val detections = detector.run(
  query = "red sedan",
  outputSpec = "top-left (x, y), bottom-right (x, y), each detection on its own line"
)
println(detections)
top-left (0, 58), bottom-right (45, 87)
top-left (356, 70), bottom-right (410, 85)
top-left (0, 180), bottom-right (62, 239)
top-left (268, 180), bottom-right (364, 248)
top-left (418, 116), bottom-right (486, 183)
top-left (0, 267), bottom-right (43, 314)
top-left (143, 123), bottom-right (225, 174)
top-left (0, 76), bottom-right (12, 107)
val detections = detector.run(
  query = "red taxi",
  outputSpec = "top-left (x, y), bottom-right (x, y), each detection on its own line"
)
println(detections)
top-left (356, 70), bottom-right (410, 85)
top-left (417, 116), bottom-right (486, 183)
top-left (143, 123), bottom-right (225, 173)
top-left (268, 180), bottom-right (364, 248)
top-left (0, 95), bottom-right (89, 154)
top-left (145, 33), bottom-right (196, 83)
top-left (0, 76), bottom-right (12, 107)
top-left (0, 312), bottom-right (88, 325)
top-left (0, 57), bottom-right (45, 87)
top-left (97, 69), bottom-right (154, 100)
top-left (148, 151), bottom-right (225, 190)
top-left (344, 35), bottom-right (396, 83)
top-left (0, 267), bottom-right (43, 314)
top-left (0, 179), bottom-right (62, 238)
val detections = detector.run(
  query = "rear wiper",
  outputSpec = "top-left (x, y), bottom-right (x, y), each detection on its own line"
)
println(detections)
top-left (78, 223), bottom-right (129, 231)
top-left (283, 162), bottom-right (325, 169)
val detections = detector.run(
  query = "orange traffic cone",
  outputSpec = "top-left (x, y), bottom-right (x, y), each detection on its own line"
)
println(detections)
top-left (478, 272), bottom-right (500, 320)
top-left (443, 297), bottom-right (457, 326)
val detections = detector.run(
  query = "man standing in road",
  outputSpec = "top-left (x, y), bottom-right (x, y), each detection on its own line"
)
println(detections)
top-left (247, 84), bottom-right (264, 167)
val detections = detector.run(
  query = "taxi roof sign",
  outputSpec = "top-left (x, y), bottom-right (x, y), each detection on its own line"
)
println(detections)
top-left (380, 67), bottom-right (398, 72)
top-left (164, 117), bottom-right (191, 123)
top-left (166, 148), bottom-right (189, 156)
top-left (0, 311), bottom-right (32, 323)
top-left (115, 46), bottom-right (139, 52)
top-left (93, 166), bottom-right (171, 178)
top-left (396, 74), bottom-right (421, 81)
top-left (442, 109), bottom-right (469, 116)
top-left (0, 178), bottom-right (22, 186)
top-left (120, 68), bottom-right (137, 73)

▸ PROBLEM TO WORK ON
Reproduce every line of the data so that nothing differs from the original.

▸ EXERCISE OUTPUT
val detections = detector.run(
  query = "red sedan",
  outputSpec = "top-left (x, y), bottom-right (x, y), each detection on its own line"
)
println(detections)
top-left (0, 58), bottom-right (45, 87)
top-left (356, 70), bottom-right (410, 85)
top-left (0, 180), bottom-right (62, 239)
top-left (268, 180), bottom-right (364, 248)
top-left (418, 116), bottom-right (486, 183)
top-left (0, 267), bottom-right (43, 314)
top-left (143, 123), bottom-right (225, 174)
top-left (0, 76), bottom-right (12, 107)
val detections = detector.run(
  query = "red taxi",
  outputSpec = "top-left (x, y), bottom-right (x, y), each detection on its own line"
)
println(detections)
top-left (356, 70), bottom-right (410, 85)
top-left (417, 116), bottom-right (486, 183)
top-left (143, 123), bottom-right (225, 173)
top-left (268, 180), bottom-right (364, 248)
top-left (0, 95), bottom-right (89, 154)
top-left (145, 33), bottom-right (196, 83)
top-left (0, 76), bottom-right (12, 107)
top-left (0, 312), bottom-right (88, 325)
top-left (0, 57), bottom-right (45, 87)
top-left (97, 69), bottom-right (154, 100)
top-left (148, 151), bottom-right (225, 190)
top-left (344, 35), bottom-right (396, 83)
top-left (0, 267), bottom-right (43, 314)
top-left (0, 179), bottom-right (62, 238)
val detections = detector.run(
  query = "rear wiper",
  outputSpec = "top-left (x, y), bottom-right (x, y), each detection on its own line"
)
println(detections)
top-left (78, 223), bottom-right (129, 231)
top-left (283, 162), bottom-right (325, 169)
val detections = detector.run(
  query = "orange traffic cone",
  outputSpec = "top-left (x, y), bottom-right (x, y), each detection on its own line"
)
println(detections)
top-left (478, 272), bottom-right (500, 320)
top-left (443, 297), bottom-right (457, 326)
val detections = detector.run(
  query = "man standing in road",
  outputSpec = "top-left (x, y), bottom-right (x, y), each detection on its own line"
)
println(detections)
top-left (247, 84), bottom-right (264, 167)
val detections = detector.run(
  query = "taxi roof sign",
  outputSpec = "top-left (x, y), bottom-right (x, y), each detection on its own line"
)
println(detections)
top-left (380, 67), bottom-right (398, 72)
top-left (164, 117), bottom-right (191, 123)
top-left (166, 148), bottom-right (189, 156)
top-left (0, 311), bottom-right (32, 323)
top-left (115, 46), bottom-right (139, 52)
top-left (93, 166), bottom-right (171, 178)
top-left (396, 74), bottom-right (421, 81)
top-left (442, 109), bottom-right (469, 116)
top-left (0, 178), bottom-right (22, 186)
top-left (120, 68), bottom-right (137, 73)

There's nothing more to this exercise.